■ ACTION ITEM ■
Below are records; work out how many of their lines contain "background" and give only that number.

[Saved entries]
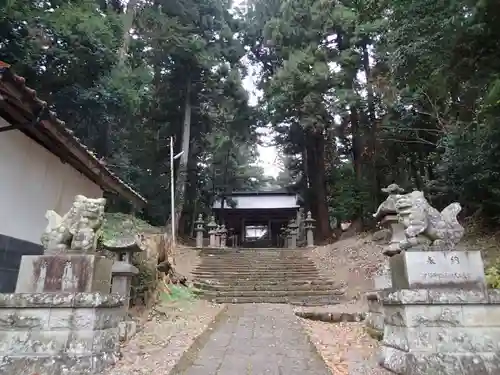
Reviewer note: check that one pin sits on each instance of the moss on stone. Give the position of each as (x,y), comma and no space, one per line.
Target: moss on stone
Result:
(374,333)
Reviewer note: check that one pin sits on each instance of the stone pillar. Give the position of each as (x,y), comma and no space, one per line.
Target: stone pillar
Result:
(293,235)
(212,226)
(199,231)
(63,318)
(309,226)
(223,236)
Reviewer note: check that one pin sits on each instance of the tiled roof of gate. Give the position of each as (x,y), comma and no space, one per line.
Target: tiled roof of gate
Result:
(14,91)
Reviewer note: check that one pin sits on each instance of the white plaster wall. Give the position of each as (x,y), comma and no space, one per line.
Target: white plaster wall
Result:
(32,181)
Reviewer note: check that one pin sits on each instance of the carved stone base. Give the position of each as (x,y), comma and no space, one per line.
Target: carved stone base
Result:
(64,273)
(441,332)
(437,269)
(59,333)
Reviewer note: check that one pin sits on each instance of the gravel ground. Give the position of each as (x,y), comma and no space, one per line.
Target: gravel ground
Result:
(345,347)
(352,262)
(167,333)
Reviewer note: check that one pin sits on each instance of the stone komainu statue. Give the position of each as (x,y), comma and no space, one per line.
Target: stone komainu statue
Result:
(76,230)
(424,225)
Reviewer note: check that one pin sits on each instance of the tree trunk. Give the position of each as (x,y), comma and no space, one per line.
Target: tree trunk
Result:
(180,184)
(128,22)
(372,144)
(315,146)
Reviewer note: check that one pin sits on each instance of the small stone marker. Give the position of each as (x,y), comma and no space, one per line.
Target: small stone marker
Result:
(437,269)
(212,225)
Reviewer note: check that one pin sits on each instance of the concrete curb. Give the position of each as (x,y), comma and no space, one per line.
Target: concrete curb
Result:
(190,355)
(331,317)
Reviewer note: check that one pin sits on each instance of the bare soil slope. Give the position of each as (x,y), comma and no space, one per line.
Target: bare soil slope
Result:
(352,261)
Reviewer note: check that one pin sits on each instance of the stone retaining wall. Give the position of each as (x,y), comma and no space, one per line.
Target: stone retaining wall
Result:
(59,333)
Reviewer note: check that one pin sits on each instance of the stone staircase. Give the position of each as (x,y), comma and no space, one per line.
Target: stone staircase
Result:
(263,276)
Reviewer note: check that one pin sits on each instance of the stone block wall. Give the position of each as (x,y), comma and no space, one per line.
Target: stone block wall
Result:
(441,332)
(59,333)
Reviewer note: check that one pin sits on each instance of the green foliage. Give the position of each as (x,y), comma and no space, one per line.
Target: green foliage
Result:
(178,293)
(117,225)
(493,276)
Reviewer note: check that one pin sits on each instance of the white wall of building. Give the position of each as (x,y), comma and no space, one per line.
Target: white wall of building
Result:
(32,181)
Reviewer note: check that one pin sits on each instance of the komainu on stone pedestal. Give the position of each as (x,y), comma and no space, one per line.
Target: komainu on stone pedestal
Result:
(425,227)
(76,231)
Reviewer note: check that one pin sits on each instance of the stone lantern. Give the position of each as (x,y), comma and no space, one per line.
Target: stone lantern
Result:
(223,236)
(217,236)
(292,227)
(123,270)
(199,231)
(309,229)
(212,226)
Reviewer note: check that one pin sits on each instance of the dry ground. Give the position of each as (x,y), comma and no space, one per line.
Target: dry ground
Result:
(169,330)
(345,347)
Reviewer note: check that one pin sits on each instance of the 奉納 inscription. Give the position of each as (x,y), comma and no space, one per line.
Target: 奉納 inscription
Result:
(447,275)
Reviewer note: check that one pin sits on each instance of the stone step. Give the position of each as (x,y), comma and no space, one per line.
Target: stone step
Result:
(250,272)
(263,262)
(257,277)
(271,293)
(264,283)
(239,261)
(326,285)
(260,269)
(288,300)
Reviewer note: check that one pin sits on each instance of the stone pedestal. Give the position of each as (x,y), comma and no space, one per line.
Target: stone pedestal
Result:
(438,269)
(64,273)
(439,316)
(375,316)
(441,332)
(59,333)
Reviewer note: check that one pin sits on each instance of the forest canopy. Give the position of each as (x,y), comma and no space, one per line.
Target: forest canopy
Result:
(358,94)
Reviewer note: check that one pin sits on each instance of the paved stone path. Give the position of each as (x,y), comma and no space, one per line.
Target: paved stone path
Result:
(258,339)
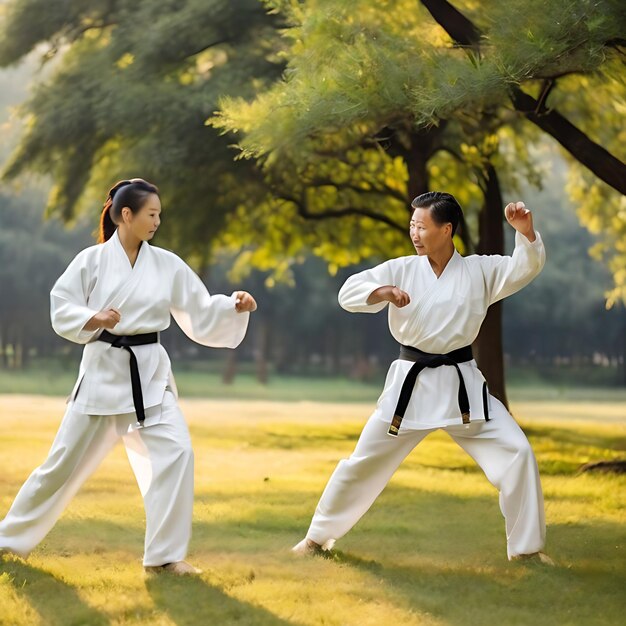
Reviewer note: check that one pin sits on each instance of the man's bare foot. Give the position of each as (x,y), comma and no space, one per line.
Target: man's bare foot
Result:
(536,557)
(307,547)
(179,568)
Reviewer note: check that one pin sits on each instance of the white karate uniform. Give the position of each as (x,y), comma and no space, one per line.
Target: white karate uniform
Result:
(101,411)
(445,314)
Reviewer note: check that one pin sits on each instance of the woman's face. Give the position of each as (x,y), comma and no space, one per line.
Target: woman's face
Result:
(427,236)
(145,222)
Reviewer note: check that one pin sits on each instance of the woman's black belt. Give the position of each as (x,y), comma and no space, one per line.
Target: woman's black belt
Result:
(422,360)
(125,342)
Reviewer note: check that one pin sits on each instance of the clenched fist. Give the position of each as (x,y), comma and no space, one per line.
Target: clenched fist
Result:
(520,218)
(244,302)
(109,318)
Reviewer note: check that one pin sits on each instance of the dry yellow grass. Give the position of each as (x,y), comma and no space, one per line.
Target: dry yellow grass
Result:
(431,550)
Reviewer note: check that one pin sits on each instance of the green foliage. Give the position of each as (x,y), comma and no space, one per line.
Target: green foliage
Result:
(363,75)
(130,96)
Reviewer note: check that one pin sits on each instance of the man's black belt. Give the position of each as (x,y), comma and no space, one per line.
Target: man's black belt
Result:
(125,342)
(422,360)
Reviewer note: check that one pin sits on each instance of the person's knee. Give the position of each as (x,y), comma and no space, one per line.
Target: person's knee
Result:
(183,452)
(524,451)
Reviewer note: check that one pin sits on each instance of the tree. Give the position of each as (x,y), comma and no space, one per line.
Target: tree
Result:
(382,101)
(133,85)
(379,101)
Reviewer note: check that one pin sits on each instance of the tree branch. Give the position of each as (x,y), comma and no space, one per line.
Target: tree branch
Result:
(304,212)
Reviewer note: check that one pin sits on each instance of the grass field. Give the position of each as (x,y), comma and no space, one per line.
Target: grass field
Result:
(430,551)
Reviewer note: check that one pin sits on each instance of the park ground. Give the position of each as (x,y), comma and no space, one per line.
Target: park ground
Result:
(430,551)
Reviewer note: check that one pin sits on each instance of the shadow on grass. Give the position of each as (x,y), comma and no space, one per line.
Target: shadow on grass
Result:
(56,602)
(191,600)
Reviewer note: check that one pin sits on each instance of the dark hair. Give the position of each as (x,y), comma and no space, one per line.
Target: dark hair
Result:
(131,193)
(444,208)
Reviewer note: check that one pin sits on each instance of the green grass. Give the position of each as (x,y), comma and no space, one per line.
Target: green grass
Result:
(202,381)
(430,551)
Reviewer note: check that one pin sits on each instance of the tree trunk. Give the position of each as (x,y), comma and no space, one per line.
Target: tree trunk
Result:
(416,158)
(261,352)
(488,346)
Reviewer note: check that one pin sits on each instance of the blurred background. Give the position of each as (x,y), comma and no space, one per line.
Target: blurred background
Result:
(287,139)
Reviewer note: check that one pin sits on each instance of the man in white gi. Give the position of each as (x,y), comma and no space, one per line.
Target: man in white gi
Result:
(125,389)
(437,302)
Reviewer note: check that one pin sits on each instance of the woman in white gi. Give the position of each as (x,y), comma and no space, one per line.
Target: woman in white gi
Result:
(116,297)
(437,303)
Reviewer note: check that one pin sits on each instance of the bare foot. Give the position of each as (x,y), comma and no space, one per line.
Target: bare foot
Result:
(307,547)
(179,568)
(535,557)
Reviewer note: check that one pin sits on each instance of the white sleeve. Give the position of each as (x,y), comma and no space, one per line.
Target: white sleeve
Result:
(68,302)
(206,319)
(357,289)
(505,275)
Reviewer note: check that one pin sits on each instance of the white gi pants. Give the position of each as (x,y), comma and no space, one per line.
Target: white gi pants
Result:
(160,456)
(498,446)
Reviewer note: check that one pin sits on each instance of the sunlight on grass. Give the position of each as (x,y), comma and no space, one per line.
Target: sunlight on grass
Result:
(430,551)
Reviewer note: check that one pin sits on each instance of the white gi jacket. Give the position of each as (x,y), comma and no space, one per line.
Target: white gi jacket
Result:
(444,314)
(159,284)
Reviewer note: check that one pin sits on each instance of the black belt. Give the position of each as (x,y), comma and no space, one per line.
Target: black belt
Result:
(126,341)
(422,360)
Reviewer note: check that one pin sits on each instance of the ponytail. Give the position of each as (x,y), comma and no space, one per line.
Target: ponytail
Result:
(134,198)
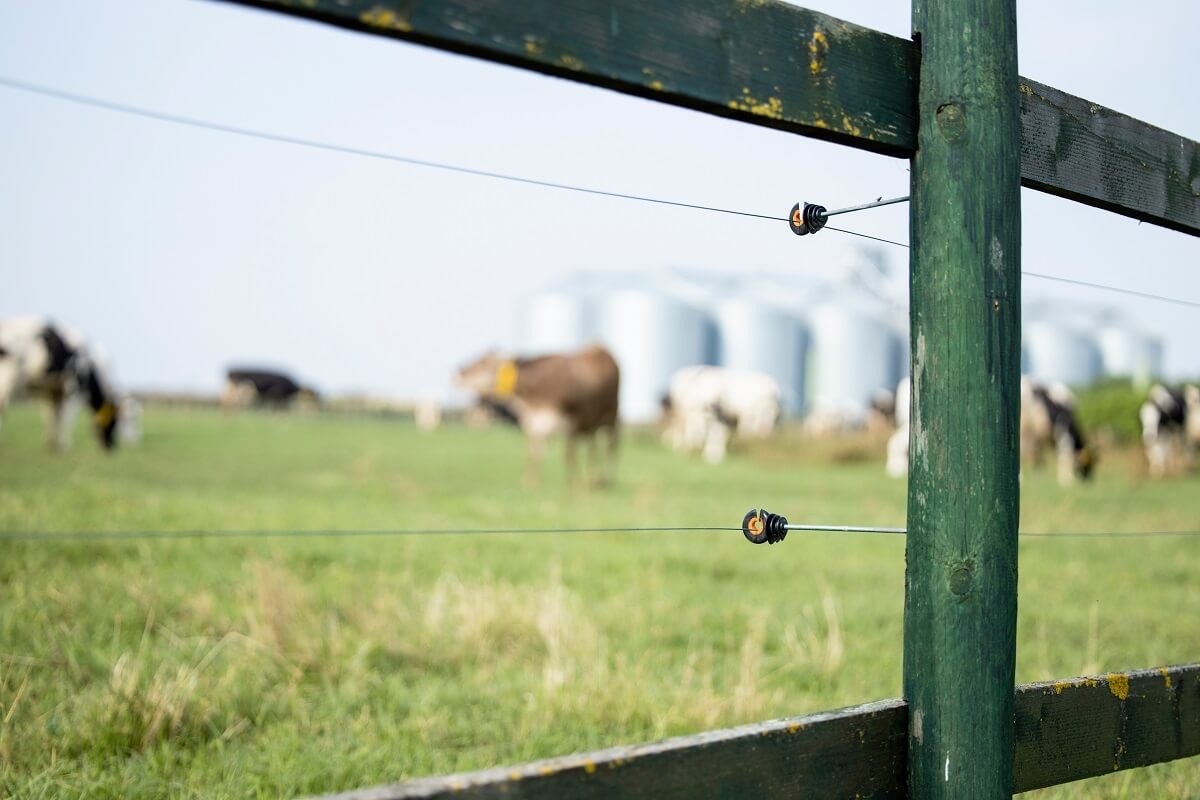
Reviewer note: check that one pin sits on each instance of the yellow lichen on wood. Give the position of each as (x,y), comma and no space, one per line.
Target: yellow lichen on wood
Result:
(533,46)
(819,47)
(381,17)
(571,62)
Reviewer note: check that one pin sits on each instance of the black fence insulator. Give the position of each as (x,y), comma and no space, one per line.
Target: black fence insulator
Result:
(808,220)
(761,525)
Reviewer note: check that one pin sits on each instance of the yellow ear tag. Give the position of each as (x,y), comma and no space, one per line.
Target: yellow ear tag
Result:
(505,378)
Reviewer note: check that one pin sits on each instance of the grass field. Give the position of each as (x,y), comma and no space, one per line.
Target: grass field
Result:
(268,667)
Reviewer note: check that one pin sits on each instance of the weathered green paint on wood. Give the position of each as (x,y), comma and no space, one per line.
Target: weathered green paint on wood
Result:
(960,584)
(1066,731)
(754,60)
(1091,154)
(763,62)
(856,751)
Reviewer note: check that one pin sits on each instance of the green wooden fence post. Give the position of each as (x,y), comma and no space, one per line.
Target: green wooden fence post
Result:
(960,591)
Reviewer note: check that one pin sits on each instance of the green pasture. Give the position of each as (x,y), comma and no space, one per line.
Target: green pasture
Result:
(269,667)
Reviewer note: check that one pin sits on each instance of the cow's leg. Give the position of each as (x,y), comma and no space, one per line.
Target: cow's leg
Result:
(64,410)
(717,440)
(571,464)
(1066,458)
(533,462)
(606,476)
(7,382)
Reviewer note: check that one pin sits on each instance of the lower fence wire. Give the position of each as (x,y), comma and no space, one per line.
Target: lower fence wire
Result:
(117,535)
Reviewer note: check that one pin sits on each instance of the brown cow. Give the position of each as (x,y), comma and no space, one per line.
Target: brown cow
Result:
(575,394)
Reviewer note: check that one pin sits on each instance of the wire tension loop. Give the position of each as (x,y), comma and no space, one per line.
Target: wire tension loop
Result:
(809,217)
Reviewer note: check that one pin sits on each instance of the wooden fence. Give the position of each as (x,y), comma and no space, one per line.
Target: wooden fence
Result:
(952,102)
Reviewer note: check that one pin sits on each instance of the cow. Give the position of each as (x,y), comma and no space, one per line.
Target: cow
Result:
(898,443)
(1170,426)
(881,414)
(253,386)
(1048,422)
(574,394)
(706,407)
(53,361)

■ TASK RESPONSE ■
2